_Given problem_
Copy out the lines of the records word for word, starting at the line containing "In the UI screenshot above, locate the grass" and ending at the line containing "xmin=444 ymin=102 xmax=469 ymax=124", with both of those lines included.

_Records to use_
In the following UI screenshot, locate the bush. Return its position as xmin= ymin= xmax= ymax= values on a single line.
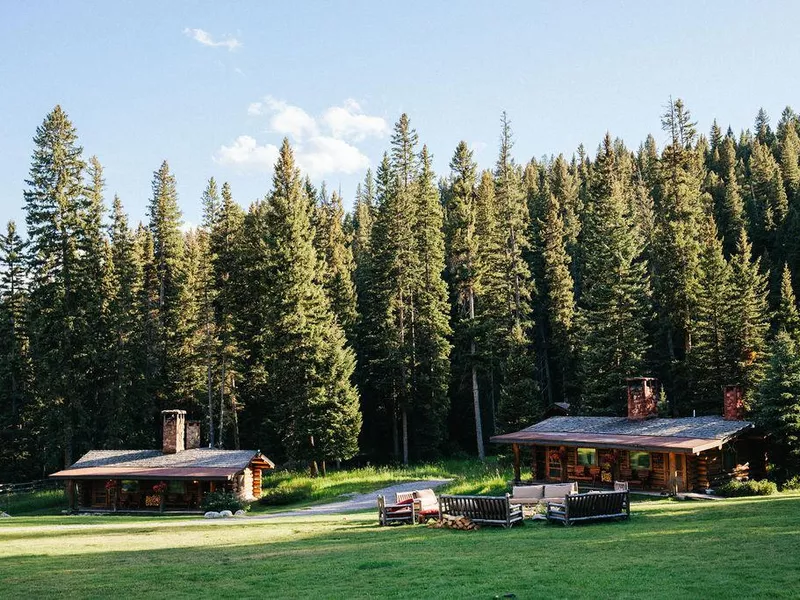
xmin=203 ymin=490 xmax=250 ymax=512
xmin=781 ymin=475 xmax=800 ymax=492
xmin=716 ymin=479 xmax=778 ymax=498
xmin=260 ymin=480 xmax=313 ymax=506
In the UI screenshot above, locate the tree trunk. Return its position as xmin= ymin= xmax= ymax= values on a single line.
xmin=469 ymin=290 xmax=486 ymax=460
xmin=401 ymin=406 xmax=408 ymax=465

---

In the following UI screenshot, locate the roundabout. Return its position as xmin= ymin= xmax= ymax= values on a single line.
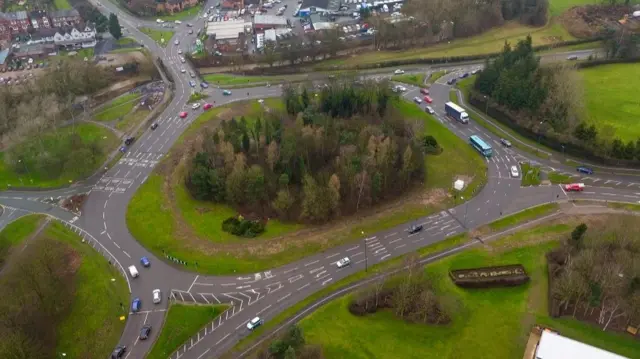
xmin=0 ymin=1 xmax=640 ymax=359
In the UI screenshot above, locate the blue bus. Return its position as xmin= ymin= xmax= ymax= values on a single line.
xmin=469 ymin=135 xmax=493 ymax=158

* * *

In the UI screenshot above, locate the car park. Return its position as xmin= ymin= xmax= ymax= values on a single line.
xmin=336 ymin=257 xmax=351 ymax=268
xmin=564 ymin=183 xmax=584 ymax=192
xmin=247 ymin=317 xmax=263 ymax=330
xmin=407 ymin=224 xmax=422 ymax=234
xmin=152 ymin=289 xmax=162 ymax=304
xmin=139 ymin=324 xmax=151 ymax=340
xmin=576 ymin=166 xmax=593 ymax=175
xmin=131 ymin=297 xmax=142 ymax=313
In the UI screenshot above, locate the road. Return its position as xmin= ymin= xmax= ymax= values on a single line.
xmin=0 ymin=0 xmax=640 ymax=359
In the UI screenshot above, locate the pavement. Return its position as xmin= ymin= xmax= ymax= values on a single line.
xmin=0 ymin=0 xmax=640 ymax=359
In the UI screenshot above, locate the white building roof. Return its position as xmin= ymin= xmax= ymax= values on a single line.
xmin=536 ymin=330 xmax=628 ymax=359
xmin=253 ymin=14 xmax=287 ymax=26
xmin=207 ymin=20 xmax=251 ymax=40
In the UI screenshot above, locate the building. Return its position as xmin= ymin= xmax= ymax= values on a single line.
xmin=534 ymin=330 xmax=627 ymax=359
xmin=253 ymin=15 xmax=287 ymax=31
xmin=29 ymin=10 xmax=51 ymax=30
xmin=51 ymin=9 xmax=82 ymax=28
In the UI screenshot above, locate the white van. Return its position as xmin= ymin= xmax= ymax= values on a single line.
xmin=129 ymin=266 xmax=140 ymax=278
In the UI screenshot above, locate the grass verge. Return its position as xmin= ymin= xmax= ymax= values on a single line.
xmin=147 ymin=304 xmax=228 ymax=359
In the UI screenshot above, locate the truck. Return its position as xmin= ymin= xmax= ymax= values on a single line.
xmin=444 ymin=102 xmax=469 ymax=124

_Exercise result_
In the UI screenshot above, locate the grass verge. Return its position as xmin= ymin= xmax= ymax= values on a single line.
xmin=147 ymin=304 xmax=228 ymax=359
In the UI screenshot above, locate the truck. Return its position as xmin= ymin= xmax= ymax= values on a single line.
xmin=444 ymin=102 xmax=469 ymax=124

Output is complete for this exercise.